►
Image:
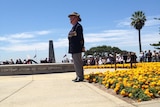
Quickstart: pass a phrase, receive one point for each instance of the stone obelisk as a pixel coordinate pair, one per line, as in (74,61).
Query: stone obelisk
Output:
(51,52)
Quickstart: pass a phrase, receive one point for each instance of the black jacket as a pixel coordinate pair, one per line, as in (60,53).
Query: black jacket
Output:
(76,39)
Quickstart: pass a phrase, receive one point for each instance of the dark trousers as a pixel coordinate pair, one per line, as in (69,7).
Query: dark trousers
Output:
(78,65)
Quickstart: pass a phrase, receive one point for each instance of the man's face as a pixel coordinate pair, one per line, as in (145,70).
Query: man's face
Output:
(73,19)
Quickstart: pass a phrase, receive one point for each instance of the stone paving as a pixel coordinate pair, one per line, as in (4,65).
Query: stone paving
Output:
(58,90)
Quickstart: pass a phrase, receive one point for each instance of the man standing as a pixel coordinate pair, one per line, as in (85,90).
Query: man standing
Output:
(76,45)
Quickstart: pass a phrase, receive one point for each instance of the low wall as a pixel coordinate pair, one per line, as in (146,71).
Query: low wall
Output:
(23,69)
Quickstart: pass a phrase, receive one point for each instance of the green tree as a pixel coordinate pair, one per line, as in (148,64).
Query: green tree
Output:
(138,21)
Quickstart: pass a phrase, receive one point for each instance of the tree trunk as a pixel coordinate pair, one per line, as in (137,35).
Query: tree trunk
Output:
(139,34)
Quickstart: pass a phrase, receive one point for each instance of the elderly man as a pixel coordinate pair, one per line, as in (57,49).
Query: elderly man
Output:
(76,45)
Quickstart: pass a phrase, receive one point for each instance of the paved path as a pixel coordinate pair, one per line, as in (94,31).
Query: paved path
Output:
(57,90)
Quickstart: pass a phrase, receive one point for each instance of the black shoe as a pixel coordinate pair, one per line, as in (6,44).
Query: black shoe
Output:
(78,80)
(74,79)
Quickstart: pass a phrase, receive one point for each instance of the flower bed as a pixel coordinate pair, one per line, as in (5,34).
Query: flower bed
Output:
(141,83)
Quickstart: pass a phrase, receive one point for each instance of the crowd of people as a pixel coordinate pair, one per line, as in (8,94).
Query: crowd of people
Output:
(128,57)
(18,61)
(149,56)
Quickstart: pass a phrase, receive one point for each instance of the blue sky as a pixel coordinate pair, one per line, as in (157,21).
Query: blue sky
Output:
(26,26)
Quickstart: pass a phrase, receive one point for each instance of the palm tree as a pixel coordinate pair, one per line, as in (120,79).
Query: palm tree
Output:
(138,21)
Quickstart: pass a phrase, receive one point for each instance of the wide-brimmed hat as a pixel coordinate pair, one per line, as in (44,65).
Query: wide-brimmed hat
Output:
(75,14)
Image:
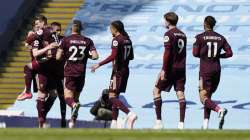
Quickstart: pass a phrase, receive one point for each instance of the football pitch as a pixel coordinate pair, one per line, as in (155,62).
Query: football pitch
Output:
(107,134)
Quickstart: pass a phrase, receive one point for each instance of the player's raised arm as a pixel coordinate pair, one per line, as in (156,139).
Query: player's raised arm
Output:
(36,52)
(228,51)
(110,58)
(196,48)
(92,52)
(59,52)
(94,55)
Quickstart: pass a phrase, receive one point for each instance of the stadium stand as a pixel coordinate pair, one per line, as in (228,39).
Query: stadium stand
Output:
(15,28)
◄
_Directions_.
Where in the records does the string "player" appear? Copy every line that has it.

_Expected answer_.
Quickstart: pass a phrase, receive one point for each instance of the player's raised arm as a pixel coordinate pair, one per line, as in (156,139).
Query: player's raised arm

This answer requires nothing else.